Excerpt:
Oil prices fell and equities rose after the U.S. delayed potential strikes on Iranian energy infrastructure, easing immediate geopolitical tensions.
BNN Bloomberg spoke with Jay Bala, CEO and senior portfolio manager at AIP Asset Management, about how global instability could strengthen Canada’s role as a reliable energy supplier and shape investment strategy.
Key Takeaways
- Canada’s energy independence and political stability position it as a reliable alternative supplier as global buyers seek to diversify away from the Middle East.
- Ongoing geopolitical tensions could drive longer-term demand for Canadian energy, particularly from Asia.
- Oil volatility may lift headline inflation but is unlikely to significantly alter central bank policy, which focuses on core inflation.
- Interest rates are expected to remain relatively stable in the near term as policymakers assess economic conditions.
- Investors are favouring event-driven strategies, including convertible debt and alternative income, while remaining cautious on rate-sensitive sectors like real estate.

Raw records:
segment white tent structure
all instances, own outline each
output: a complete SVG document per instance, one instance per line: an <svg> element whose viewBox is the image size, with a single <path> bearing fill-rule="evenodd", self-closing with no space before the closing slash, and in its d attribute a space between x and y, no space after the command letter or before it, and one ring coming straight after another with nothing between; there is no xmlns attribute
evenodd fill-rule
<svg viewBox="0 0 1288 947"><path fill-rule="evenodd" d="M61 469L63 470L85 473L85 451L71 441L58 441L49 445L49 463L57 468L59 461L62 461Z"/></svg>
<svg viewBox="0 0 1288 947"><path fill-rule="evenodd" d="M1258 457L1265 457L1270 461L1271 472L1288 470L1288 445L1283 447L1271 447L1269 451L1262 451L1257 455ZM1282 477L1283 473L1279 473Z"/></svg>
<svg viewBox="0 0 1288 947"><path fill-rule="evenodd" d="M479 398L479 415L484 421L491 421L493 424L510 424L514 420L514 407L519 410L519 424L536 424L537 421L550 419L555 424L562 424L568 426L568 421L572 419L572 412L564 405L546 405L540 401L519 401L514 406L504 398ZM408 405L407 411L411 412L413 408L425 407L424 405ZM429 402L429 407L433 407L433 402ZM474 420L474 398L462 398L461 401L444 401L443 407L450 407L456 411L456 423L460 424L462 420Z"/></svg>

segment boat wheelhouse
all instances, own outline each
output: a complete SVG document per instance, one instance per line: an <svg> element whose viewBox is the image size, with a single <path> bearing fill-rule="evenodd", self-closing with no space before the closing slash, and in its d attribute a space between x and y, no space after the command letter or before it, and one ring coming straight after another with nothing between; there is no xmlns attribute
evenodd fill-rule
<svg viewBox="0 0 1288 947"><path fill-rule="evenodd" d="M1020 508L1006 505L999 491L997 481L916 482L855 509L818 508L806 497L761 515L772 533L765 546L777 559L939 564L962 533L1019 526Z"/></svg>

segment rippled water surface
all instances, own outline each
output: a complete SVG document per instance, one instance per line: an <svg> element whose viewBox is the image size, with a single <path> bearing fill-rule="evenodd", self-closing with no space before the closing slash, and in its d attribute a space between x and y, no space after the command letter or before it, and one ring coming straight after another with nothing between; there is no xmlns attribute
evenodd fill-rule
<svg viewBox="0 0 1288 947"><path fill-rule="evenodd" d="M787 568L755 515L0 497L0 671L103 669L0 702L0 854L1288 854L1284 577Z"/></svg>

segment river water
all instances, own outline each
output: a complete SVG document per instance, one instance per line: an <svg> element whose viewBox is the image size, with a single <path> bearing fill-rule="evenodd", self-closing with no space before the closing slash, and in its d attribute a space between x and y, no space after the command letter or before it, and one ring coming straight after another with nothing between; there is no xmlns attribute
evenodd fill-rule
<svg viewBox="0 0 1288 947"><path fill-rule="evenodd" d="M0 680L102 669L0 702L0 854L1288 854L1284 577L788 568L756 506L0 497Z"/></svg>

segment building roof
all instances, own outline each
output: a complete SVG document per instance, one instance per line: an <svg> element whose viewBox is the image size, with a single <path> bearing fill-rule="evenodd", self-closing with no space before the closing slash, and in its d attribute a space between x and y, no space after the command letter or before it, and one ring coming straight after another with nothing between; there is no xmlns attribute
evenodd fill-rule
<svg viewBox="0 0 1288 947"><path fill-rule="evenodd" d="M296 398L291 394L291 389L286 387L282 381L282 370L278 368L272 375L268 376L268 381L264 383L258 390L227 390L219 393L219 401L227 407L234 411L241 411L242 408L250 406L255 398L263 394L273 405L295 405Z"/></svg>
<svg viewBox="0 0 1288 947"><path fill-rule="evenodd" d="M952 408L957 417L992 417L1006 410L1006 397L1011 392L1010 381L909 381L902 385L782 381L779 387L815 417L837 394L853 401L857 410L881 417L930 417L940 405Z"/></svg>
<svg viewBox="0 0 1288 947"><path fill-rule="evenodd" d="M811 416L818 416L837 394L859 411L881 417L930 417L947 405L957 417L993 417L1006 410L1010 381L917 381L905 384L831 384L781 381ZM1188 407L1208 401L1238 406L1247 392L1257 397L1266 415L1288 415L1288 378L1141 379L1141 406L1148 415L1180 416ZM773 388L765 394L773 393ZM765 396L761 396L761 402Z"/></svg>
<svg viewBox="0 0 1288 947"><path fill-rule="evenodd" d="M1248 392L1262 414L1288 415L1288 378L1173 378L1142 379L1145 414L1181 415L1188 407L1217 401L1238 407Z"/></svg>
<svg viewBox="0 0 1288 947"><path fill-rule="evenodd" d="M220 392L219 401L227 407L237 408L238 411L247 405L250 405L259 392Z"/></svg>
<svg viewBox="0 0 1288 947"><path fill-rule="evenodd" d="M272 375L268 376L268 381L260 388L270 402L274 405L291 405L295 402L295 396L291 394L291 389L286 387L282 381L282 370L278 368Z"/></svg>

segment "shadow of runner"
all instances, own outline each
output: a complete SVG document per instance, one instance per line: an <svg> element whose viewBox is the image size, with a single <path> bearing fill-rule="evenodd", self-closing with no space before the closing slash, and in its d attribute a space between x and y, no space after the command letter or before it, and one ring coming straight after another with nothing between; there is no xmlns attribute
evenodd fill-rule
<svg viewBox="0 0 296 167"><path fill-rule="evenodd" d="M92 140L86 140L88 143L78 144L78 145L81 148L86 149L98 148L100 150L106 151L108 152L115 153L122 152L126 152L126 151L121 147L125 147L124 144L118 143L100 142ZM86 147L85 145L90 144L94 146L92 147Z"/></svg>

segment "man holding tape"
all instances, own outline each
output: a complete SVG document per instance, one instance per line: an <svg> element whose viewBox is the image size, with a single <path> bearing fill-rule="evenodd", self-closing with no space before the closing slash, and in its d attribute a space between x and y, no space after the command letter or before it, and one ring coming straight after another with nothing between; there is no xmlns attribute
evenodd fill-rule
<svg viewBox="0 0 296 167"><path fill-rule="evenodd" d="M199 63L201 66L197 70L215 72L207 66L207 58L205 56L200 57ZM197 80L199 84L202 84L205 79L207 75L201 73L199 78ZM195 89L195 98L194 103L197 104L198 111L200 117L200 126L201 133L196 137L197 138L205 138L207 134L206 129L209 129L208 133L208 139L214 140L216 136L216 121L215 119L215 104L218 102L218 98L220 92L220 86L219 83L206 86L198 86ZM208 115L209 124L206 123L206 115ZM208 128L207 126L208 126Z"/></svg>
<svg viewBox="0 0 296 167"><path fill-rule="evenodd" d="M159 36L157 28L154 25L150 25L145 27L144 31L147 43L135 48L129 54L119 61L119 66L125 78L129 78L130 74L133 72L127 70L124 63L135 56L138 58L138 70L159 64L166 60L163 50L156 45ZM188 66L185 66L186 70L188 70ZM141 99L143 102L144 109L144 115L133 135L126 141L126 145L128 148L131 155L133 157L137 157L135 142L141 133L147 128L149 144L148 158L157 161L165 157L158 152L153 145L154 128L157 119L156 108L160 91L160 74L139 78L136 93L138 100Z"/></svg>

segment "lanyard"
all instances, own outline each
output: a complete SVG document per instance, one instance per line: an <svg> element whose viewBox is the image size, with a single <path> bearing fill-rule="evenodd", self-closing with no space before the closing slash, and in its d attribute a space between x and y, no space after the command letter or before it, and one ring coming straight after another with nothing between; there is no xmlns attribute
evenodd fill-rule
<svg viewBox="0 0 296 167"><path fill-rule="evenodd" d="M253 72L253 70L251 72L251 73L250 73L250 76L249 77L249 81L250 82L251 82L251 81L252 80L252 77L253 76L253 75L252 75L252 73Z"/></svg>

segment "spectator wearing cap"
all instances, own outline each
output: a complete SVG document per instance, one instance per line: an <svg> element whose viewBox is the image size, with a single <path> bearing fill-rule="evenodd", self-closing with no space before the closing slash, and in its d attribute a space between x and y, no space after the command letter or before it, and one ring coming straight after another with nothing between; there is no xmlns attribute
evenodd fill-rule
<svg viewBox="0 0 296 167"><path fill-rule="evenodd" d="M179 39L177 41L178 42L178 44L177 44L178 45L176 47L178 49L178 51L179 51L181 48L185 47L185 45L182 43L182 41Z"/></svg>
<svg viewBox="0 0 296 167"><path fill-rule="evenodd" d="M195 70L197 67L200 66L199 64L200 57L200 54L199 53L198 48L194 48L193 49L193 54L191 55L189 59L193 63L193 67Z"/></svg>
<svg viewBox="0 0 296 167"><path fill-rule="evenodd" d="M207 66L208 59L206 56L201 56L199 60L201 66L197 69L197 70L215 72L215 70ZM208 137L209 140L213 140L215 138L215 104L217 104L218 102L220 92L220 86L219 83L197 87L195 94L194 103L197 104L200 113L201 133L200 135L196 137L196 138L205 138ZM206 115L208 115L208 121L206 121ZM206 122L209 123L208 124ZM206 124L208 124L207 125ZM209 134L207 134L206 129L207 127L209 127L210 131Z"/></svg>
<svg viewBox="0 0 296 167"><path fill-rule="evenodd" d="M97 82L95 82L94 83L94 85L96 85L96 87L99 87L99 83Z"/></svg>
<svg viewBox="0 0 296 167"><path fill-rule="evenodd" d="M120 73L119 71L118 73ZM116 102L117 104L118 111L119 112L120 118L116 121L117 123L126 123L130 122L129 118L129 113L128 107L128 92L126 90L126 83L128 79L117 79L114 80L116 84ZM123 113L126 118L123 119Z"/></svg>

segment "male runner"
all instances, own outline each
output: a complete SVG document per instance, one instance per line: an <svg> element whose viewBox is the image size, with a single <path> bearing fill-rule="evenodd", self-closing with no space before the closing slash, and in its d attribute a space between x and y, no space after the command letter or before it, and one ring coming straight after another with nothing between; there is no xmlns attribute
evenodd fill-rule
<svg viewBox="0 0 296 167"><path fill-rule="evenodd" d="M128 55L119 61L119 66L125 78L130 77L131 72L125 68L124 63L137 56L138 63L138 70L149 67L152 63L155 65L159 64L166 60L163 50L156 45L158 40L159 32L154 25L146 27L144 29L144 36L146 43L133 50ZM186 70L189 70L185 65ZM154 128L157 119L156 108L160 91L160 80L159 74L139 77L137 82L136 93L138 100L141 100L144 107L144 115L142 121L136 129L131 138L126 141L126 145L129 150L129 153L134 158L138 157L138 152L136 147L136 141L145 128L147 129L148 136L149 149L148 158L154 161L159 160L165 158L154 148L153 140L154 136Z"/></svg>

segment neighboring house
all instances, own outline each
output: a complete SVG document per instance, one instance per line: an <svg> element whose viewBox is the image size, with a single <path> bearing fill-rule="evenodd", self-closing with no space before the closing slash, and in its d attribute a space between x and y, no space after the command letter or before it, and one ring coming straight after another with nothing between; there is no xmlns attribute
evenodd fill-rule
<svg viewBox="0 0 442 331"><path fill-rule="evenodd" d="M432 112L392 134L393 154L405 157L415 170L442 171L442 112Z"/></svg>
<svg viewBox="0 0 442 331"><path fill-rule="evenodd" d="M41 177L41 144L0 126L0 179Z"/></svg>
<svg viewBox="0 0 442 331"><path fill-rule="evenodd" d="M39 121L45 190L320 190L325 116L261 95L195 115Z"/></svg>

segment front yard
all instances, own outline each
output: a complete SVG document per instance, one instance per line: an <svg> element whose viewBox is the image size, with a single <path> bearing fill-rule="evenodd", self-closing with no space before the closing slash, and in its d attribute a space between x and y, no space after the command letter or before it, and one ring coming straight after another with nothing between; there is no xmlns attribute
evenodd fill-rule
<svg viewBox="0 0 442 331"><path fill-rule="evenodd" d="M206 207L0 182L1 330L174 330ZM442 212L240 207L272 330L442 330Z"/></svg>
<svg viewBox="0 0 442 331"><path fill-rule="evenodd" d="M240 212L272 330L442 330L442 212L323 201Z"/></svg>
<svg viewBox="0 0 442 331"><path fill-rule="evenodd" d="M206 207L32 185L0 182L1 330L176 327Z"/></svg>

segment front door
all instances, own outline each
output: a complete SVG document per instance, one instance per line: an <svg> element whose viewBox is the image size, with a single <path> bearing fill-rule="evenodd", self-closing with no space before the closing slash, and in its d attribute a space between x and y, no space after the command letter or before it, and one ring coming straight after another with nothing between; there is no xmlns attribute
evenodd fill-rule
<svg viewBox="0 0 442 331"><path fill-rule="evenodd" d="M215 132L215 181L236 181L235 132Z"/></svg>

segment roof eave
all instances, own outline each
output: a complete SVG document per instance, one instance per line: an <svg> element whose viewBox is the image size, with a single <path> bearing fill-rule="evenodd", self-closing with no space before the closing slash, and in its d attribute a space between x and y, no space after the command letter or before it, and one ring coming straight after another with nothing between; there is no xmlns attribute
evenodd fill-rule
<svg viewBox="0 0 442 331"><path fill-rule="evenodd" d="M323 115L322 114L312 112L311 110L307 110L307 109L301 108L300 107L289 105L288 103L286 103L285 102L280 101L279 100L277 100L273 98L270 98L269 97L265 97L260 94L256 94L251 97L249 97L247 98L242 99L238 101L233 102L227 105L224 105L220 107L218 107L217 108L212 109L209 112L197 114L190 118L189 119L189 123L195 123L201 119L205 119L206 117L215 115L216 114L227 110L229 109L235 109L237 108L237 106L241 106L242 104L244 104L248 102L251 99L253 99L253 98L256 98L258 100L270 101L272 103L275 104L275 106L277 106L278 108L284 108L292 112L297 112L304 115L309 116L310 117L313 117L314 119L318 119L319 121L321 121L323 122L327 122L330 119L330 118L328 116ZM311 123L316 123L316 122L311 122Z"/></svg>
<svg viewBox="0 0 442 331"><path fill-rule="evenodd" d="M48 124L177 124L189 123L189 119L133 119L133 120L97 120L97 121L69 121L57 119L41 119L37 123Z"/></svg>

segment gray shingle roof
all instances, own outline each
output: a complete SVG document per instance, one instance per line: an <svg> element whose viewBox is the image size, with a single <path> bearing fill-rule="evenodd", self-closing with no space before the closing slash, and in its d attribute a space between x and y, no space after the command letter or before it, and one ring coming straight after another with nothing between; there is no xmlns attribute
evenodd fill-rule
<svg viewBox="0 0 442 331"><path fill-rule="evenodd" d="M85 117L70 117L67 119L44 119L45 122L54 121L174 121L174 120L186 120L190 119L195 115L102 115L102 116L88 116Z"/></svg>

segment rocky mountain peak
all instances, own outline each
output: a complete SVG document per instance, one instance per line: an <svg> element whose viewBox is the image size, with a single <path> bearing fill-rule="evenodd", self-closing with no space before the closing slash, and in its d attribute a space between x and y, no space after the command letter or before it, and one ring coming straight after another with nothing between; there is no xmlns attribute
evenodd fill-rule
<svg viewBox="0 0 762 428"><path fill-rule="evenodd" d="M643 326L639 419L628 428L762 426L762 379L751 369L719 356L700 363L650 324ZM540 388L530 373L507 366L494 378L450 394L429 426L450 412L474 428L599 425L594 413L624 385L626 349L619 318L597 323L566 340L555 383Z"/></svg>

What the exercise asks: Reproduce the stretch of the oil and Canadian energy summary from "BNN Bloomberg spoke" through "assess economic conditions.".

Answer to this exercise:
BNN Bloomberg spoke with Jay Bala, CEO and senior portfolio manager at AIP Asset Management, about how global instability could strengthen Canada’s role as a reliable energy supplier and shape investment strategy.
Key Takeaways
- Canada’s energy independence and political stability position it as a reliable alternative supplier as global buyers seek to diversify away from the Middle East.
- Ongoing geopolitical tensions could drive longer-term demand for Canadian energy, particularly from Asia.
- Oil volatility may lift headline inflation but is unlikely to significantly alter central bank policy, which focuses on core inflation.
- Interest rates are expected to remain relatively stable in the near term as policymakers assess economic conditions.